§ **To do**:
1. In the client alert, which U.S. Supreme Court case overruled Chevron?
2. Copy word for word the part of the client alert starting at "For nearly 40" and ending at "statute is unlawful.".

§ **Page extract**:
/---

This client alert was co-authored by Ken Preede of Parker Poe Federal Strategies.
For nearly 40 years, federal courts have been required to defer to an agency’s interpretation of an ambiguous statute, even if the court did not agree with that interpretation. This deference, commonly referred to as Chevron deference, has served as a significant roadblock for regulated entities that wish to challenge an agency’s implementation of a statute. Early this summer, the U.S. Supreme Court in Loper Bright Enterprises v. Raimondo overruled Chevron, holding that the mandate that courts defer to an agency’s interpretation of the law violated constitutional separation of powers. In so doing, the court blazed a clear path for regulated entities such as health care providers and payors to convince federal courts that an agency’s interpretation and implementation of a statute is unlawful.

\---

§ **Listed entries**:
/---

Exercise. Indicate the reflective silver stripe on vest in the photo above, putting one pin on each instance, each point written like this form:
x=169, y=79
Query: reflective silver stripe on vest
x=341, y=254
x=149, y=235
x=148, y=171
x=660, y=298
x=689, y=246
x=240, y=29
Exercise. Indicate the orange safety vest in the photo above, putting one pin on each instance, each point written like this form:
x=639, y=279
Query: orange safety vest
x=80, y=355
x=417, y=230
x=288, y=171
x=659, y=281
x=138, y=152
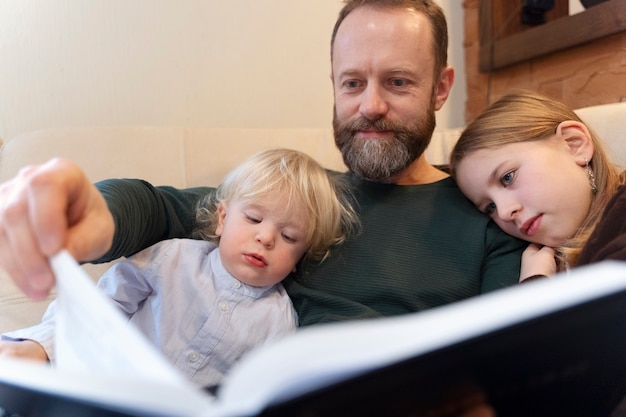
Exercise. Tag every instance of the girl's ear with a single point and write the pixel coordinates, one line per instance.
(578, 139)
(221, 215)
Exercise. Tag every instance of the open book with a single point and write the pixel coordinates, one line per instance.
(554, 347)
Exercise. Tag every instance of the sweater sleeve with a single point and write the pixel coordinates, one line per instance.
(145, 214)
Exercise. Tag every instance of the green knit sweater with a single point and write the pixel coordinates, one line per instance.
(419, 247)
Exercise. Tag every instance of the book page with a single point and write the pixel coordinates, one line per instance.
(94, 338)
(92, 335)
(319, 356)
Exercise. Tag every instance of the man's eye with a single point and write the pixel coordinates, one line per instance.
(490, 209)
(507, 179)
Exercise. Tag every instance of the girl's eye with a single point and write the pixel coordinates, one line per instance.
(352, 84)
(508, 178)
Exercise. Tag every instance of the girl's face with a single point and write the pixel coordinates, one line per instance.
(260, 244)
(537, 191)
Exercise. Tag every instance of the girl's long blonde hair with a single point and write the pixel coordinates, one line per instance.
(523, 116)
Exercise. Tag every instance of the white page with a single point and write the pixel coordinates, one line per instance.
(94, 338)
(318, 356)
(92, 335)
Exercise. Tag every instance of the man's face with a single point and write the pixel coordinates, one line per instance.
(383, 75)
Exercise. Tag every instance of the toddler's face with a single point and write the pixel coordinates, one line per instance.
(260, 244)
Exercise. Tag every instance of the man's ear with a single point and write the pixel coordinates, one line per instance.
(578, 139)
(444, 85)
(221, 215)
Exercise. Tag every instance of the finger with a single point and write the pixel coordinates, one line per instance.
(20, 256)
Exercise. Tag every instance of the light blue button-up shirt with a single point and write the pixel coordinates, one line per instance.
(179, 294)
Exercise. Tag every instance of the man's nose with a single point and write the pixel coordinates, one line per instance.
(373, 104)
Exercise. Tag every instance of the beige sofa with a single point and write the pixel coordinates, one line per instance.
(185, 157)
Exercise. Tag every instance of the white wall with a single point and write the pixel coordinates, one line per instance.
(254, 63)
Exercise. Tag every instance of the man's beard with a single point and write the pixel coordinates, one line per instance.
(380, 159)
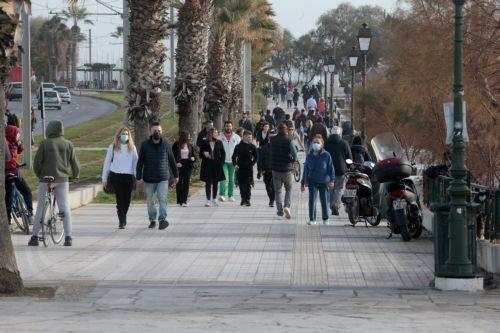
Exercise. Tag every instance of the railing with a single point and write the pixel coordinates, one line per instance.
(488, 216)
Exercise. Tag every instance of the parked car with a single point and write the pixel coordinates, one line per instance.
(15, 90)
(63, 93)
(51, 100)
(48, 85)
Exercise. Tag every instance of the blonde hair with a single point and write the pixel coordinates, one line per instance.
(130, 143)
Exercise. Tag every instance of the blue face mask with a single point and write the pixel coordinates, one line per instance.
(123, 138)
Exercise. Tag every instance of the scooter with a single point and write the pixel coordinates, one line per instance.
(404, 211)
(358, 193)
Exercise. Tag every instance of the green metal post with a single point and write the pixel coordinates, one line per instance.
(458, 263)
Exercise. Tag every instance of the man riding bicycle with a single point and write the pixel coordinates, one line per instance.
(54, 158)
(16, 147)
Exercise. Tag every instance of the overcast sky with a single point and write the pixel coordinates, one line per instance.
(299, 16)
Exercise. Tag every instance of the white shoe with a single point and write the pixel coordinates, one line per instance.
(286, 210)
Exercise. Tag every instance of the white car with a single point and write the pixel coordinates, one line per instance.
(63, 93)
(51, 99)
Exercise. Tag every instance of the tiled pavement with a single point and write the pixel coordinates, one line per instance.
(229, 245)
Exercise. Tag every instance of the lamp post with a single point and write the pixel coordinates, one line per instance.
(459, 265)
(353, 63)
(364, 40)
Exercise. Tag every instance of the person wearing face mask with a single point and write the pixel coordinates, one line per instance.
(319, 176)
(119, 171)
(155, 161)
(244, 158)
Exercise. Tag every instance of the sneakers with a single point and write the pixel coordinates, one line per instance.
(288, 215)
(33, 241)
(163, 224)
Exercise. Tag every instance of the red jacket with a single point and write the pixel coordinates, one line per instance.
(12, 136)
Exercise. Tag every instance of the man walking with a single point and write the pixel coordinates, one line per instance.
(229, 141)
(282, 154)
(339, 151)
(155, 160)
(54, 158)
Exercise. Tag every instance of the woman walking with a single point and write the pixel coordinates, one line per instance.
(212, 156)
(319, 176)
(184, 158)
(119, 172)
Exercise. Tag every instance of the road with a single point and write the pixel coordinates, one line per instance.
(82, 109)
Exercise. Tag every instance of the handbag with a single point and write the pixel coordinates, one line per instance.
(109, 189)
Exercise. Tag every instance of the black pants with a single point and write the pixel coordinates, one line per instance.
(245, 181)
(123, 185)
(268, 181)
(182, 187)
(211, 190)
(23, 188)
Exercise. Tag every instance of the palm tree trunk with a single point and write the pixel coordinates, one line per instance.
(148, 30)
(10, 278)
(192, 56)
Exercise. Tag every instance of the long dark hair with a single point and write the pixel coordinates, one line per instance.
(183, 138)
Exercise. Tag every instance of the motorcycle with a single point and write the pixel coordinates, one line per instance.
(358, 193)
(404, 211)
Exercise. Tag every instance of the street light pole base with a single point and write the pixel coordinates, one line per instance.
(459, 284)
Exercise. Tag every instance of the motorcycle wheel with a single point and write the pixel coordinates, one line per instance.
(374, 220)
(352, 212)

\---
/---

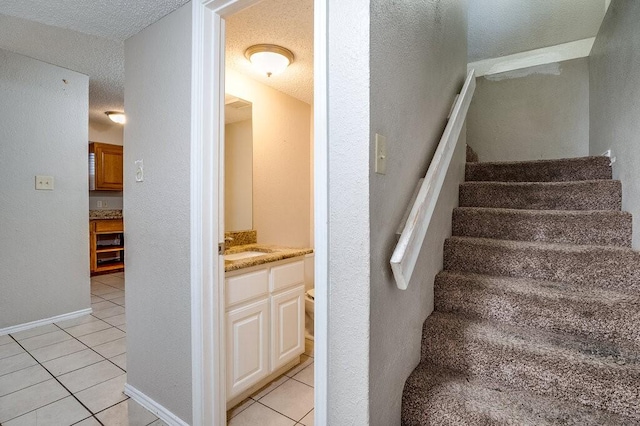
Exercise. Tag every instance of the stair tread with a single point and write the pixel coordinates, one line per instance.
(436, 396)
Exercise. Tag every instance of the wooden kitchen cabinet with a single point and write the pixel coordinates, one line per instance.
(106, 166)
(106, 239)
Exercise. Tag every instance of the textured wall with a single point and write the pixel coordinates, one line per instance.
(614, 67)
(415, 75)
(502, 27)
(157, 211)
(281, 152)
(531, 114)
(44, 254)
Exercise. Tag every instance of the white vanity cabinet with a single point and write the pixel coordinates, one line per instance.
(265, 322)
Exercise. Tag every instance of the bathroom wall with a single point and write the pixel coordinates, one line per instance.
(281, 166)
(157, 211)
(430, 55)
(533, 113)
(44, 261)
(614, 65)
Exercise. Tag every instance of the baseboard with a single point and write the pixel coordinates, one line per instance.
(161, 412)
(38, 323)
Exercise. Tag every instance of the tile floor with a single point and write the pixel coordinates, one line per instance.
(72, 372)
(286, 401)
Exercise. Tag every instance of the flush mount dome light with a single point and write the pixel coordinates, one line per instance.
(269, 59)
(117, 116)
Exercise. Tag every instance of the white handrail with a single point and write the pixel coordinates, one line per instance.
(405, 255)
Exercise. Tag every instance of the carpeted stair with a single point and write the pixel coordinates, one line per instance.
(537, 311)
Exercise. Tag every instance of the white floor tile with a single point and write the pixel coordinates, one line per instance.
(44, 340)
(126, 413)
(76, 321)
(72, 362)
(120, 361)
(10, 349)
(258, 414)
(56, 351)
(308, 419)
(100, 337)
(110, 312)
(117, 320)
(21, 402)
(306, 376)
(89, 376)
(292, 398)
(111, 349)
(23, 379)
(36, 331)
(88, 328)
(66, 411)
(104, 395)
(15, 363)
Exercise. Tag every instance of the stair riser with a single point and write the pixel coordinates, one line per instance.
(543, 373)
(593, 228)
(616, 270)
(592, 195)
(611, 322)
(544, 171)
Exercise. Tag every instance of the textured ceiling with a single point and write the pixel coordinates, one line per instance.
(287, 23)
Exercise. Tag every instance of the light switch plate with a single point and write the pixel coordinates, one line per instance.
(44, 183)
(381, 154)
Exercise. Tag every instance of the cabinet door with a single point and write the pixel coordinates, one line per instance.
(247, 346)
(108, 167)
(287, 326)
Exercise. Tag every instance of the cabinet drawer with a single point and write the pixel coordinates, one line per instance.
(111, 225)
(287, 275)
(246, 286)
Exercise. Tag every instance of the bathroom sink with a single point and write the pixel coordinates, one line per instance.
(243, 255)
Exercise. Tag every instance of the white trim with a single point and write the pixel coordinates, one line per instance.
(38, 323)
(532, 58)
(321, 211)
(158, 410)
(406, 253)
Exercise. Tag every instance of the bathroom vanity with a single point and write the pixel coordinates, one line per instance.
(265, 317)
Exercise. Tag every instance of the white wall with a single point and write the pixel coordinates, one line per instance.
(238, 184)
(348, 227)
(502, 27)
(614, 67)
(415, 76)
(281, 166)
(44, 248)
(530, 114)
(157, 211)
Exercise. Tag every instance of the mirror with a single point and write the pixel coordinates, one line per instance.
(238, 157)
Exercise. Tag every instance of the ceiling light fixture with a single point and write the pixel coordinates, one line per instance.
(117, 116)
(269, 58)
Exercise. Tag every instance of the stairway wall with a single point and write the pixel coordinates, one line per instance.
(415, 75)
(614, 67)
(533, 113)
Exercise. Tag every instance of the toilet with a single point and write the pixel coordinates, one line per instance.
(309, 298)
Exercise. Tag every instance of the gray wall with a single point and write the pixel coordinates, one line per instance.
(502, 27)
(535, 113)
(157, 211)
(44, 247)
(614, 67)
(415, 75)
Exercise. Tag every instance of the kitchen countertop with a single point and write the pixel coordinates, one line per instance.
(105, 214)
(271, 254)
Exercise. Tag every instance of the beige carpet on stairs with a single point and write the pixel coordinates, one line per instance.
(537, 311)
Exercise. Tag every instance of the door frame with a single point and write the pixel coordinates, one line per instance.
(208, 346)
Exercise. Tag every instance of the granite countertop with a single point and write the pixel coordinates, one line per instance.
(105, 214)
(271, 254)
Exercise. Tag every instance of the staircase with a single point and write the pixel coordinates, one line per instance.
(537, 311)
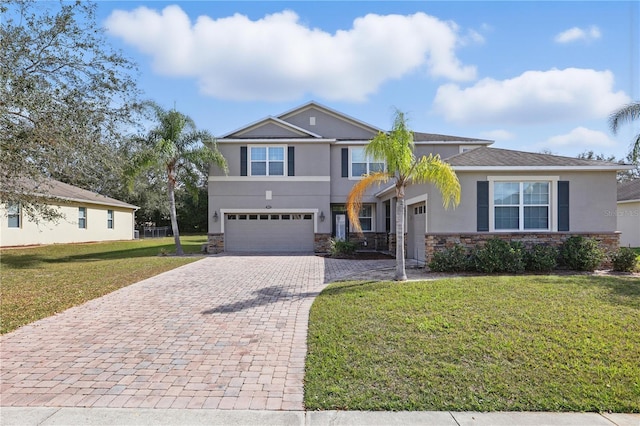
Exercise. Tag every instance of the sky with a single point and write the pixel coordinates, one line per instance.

\---
/---

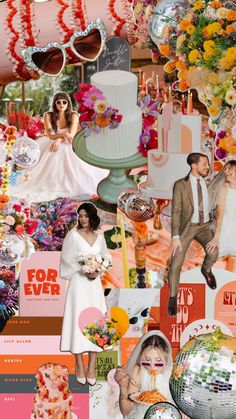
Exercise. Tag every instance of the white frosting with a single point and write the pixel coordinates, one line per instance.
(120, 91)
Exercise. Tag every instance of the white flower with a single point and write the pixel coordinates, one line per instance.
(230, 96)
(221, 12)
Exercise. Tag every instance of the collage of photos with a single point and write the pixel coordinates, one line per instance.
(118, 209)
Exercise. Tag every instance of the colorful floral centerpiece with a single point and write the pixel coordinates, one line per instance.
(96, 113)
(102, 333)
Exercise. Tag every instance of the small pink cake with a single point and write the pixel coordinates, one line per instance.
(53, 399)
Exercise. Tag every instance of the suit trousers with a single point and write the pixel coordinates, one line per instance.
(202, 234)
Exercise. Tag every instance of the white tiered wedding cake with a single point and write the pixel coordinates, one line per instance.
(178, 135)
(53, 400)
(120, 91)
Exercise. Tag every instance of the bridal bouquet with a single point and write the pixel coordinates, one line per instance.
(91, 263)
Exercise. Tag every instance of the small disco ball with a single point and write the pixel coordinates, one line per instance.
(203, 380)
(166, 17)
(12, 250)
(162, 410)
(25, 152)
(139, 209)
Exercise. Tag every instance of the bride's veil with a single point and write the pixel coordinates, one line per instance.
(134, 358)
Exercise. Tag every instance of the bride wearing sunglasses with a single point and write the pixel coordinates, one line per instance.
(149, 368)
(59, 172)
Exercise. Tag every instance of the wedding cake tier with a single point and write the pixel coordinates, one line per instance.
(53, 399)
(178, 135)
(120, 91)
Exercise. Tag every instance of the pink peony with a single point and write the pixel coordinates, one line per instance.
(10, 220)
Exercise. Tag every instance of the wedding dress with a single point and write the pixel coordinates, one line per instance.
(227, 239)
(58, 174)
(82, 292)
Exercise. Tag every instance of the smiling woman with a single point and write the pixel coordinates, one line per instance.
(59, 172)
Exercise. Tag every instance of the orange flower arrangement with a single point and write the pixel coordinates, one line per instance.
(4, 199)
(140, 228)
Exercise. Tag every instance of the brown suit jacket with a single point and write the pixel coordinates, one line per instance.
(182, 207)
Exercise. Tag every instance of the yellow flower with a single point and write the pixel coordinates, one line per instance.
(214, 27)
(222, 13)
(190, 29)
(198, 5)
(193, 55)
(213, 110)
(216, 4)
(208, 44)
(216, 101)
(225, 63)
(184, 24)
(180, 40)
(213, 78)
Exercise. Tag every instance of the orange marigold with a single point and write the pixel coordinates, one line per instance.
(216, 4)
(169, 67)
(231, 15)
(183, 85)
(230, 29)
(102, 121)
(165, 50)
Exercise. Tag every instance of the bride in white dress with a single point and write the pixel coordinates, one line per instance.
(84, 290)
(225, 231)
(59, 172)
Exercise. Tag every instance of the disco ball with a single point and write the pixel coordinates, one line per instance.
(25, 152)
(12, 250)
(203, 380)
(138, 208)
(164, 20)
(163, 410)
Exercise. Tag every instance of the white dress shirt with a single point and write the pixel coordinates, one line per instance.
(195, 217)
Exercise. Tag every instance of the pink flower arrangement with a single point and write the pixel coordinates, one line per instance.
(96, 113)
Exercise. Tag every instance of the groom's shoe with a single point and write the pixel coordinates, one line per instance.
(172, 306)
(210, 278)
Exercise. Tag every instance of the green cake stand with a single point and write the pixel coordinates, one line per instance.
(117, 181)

\---

§ **Response list**:
1. Loper Bright Enterprises v. Raimondo

2.
For nearly 40 years, federal courts have been required to defer to an agency’s interpretation of an ambiguous statute, even if the court did not agree with that interpretation. This deference, commonly referred to as Chevron deference, has served as a significant roadblock for regulated entities that wish to challenge an agency’s implementation of a statute. Early this summer, the U.S. Supreme Court in Loper Bright Enterprises v. Raimondo overruled Chevron, holding that the mandate that courts defer to an agency’s interpretation of the law violated constitutional separation of powers. In so doing, the court blazed a clear path for regulated entities such as health care providers and payors to convince federal courts that an agency’s interpretation and implementation of a statute is unlawful.